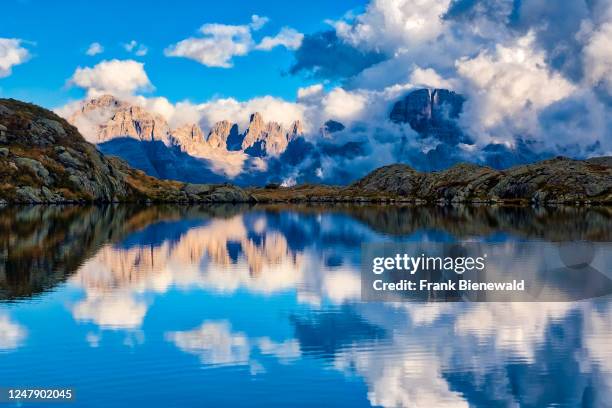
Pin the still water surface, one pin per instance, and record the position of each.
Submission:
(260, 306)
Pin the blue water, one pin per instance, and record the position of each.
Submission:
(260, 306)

----

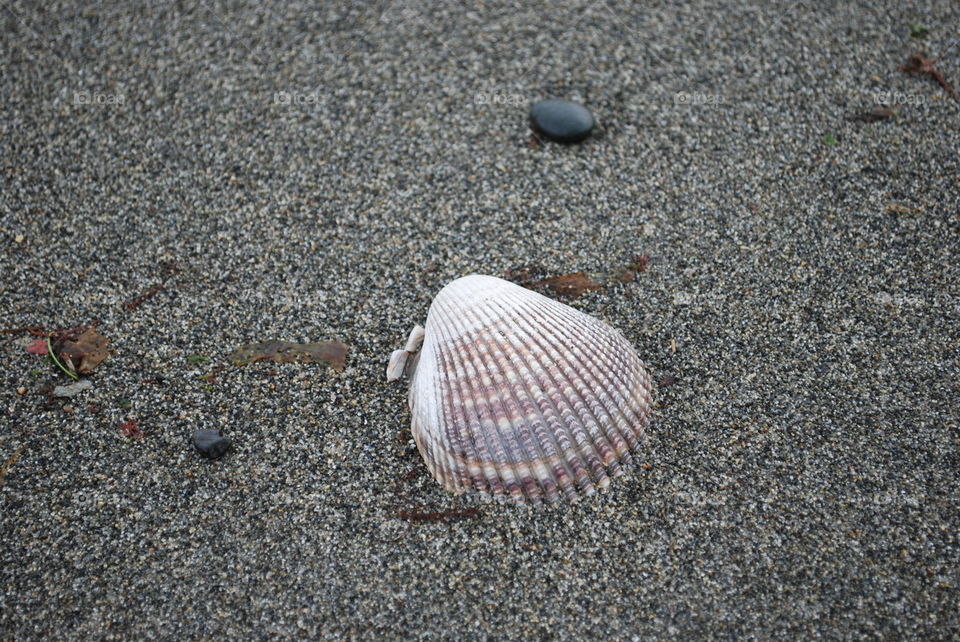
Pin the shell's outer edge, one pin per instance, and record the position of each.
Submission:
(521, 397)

----

Locate the string "water" in the listing above and copy every line where it occurs.

Pin the still water surface, one pin per instance, and record the position of each.
Pin the blue water, one pin per instance, and record the position of each.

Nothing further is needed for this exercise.